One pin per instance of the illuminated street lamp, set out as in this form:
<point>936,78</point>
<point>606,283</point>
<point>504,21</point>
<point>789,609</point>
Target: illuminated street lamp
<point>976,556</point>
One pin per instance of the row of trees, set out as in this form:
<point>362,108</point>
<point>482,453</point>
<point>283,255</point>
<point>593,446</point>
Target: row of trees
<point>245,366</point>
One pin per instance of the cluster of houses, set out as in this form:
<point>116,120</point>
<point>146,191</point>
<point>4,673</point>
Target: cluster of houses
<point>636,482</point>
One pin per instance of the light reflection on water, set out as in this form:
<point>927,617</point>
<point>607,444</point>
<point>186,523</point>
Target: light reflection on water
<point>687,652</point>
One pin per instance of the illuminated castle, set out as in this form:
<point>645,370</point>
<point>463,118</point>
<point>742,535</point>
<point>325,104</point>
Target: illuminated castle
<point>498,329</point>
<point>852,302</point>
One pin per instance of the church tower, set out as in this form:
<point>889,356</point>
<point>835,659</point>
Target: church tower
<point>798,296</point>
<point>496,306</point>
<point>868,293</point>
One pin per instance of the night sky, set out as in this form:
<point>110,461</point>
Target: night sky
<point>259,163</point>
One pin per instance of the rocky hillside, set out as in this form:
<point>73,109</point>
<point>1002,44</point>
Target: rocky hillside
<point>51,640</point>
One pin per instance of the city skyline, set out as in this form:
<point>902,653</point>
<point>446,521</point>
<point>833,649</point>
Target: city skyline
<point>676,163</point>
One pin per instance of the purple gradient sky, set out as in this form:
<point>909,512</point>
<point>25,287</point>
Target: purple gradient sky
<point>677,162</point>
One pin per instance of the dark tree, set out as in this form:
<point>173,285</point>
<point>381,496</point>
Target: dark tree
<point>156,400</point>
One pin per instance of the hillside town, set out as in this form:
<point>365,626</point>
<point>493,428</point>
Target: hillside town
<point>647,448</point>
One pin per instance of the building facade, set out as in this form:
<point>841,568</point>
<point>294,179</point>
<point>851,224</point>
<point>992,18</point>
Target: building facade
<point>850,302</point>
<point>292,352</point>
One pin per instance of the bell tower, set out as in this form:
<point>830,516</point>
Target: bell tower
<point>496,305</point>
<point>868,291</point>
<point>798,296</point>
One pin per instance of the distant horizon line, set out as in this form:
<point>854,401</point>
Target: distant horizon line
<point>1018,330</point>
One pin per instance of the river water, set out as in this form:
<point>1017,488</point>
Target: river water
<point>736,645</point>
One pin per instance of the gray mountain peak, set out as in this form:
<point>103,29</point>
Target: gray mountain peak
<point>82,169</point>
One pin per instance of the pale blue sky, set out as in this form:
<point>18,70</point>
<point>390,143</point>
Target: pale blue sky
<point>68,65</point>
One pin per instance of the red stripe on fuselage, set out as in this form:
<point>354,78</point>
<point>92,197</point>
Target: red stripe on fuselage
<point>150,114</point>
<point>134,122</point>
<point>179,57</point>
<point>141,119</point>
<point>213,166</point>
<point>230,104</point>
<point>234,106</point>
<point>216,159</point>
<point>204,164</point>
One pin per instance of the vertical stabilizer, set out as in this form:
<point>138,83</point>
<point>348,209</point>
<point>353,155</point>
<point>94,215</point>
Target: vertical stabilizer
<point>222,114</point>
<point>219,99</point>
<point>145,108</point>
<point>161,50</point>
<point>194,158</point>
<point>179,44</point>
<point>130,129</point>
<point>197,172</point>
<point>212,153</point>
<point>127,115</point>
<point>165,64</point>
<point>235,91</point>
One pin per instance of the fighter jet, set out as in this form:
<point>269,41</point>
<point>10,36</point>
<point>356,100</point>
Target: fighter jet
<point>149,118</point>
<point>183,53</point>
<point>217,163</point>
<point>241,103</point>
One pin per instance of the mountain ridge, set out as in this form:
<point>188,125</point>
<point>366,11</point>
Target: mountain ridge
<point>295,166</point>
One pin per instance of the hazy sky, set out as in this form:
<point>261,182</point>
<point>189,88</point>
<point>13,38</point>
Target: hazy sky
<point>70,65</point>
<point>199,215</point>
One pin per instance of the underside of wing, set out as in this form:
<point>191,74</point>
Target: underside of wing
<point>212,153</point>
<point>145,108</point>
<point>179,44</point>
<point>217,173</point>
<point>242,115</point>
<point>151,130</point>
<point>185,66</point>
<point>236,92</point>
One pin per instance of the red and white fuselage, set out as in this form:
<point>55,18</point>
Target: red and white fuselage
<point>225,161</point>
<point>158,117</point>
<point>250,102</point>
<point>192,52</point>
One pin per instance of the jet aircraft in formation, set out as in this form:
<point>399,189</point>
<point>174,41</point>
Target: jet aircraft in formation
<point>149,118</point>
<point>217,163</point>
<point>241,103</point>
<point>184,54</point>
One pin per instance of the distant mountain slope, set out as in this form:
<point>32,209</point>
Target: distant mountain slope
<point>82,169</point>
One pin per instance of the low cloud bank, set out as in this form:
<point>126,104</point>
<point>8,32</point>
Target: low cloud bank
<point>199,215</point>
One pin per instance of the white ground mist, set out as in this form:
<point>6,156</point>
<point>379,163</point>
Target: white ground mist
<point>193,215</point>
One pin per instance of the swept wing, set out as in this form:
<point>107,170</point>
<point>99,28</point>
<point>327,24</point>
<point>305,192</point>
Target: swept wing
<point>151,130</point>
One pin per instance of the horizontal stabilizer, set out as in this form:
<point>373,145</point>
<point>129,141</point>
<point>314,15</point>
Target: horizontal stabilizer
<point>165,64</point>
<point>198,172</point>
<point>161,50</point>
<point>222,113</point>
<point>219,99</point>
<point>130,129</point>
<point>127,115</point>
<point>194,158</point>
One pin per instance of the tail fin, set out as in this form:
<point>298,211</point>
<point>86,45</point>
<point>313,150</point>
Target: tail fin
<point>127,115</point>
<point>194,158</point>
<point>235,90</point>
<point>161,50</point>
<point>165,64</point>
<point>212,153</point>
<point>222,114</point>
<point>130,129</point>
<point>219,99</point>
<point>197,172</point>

## Do this
Reproduce all of the entries above line for line, without any alteration.

## Answer below
One pin per instance of the illuminated street lamp, set out as in this form:
<point>936,78</point>
<point>606,283</point>
<point>504,21</point>
<point>789,609</point>
Target: illuminated street lamp
<point>976,556</point>
One pin per instance of the row of trees, set out as in this form:
<point>362,108</point>
<point>482,453</point>
<point>283,255</point>
<point>593,446</point>
Target: row of trees
<point>245,366</point>
One pin per instance of the cluster of houses, set out as in this form:
<point>116,120</point>
<point>146,191</point>
<point>4,673</point>
Target: cluster of houses
<point>636,482</point>
One pin per instance of the light reflection on water, set out as in this form:
<point>927,617</point>
<point>607,444</point>
<point>186,523</point>
Target: light reflection on water
<point>687,652</point>
One pin per instance of the illuminated castle, set out as in this form:
<point>645,370</point>
<point>463,118</point>
<point>742,535</point>
<point>325,104</point>
Target: illuminated castle
<point>498,329</point>
<point>852,302</point>
One pin per instance of the church tower, set out as in this form:
<point>889,356</point>
<point>835,659</point>
Target: church tower
<point>798,296</point>
<point>496,306</point>
<point>868,293</point>
One pin per instance of the night sky, set out as in this form:
<point>110,461</point>
Target: night sky
<point>259,163</point>
One pin per instance of the rocky hillside, set out as in this form:
<point>73,109</point>
<point>1002,44</point>
Target: rocky hillside
<point>51,640</point>
One pin per instance of the city skyline, set out as in this form:
<point>902,653</point>
<point>446,521</point>
<point>833,649</point>
Target: city skyline
<point>676,163</point>
One pin per instance of the purple gradient sky, set out as in this form:
<point>909,512</point>
<point>25,287</point>
Target: purple gradient sky
<point>677,162</point>
One pin per instance of the dark tree, set out as in this form:
<point>173,285</point>
<point>381,496</point>
Target: dark tree
<point>156,400</point>
One pin per instance of the hillside town, set out as in this form:
<point>365,626</point>
<point>493,428</point>
Target: hillside town
<point>647,448</point>
One pin per instance of the building facade, set out as in this form:
<point>841,568</point>
<point>294,179</point>
<point>851,224</point>
<point>992,18</point>
Target: building facade
<point>850,302</point>
<point>292,352</point>
One pin per instance of the bell tower, set out as in this form:
<point>830,516</point>
Target: bell tower
<point>496,305</point>
<point>868,291</point>
<point>798,296</point>
One pin per instance of the distant horizon line, set out as in this form:
<point>854,401</point>
Target: distant horizon line
<point>1018,330</point>
One pin per instance of the river water, set out as in this form:
<point>1017,488</point>
Target: river water
<point>736,645</point>
One pin per instance of the gray mountain peak, set out as in this form:
<point>103,29</point>
Target: gray mountain peak
<point>82,169</point>
One pin per instance of the pale blue sky, set out as in this form:
<point>18,70</point>
<point>390,143</point>
Target: pale blue sky
<point>68,65</point>
One pin per instance of the red stripe on fuselage, set out as in this form:
<point>354,78</point>
<point>92,197</point>
Target: red stripe on fuselage
<point>150,114</point>
<point>134,122</point>
<point>179,57</point>
<point>141,119</point>
<point>213,166</point>
<point>230,104</point>
<point>234,106</point>
<point>216,159</point>
<point>204,164</point>
One pin per instance of the vertical stabilizer, set out as in this form:
<point>138,83</point>
<point>348,209</point>
<point>353,155</point>
<point>94,215</point>
Target: vertical stabilizer
<point>222,114</point>
<point>219,99</point>
<point>145,108</point>
<point>161,50</point>
<point>194,158</point>
<point>179,44</point>
<point>130,129</point>
<point>197,172</point>
<point>212,153</point>
<point>127,115</point>
<point>165,64</point>
<point>235,91</point>
One pin per instance of the fighter jet, set out as in this form:
<point>269,41</point>
<point>10,36</point>
<point>356,100</point>
Target: fighter jet
<point>149,118</point>
<point>183,53</point>
<point>217,163</point>
<point>241,103</point>
One pin per instance of the mountain ridge, set out as in this form:
<point>188,125</point>
<point>366,11</point>
Target: mountain ridge
<point>295,166</point>
One pin per instance of the hazy sky, set out as in this form:
<point>261,182</point>
<point>189,88</point>
<point>13,38</point>
Target: hazy sky
<point>70,65</point>
<point>199,215</point>
One pin per instance of the underside of wing, set out as in this form:
<point>191,74</point>
Target: underside of wing
<point>212,153</point>
<point>145,108</point>
<point>179,44</point>
<point>217,173</point>
<point>242,115</point>
<point>151,130</point>
<point>185,66</point>
<point>236,92</point>
One pin per instance of the red and white fuselage, set out as in this form:
<point>55,18</point>
Target: red and white fuselage
<point>225,161</point>
<point>158,117</point>
<point>250,102</point>
<point>192,52</point>
One pin per instance of the jet aircraft in formation, set out as in this form:
<point>399,189</point>
<point>174,41</point>
Target: jet aircraft in formation
<point>149,118</point>
<point>217,163</point>
<point>241,103</point>
<point>184,54</point>
One pin per instance of the distant mountain slope, set out as in this form:
<point>32,209</point>
Target: distant mountain slope
<point>82,169</point>
One pin per instance of the low cloud bank, set out as in this form:
<point>126,104</point>
<point>8,32</point>
Target: low cloud bank
<point>199,215</point>
One pin per instance of the white ground mist, set out as in this form:
<point>6,156</point>
<point>379,163</point>
Target: white ground mist
<point>193,215</point>
One pin per instance of the swept wing, set out as in this form:
<point>107,170</point>
<point>99,28</point>
<point>327,24</point>
<point>305,192</point>
Target: swept wing
<point>151,130</point>
One pin per instance of the horizontal stabilizer, set out as in this form:
<point>373,145</point>
<point>129,141</point>
<point>314,15</point>
Target: horizontal stabilizer
<point>165,64</point>
<point>198,172</point>
<point>161,50</point>
<point>222,113</point>
<point>219,99</point>
<point>130,129</point>
<point>127,115</point>
<point>194,158</point>
One pin per instance of the tail fin, set out as in this form:
<point>298,211</point>
<point>86,45</point>
<point>313,150</point>
Target: tail fin
<point>127,115</point>
<point>194,158</point>
<point>235,90</point>
<point>161,50</point>
<point>165,64</point>
<point>212,153</point>
<point>222,114</point>
<point>130,129</point>
<point>219,99</point>
<point>197,172</point>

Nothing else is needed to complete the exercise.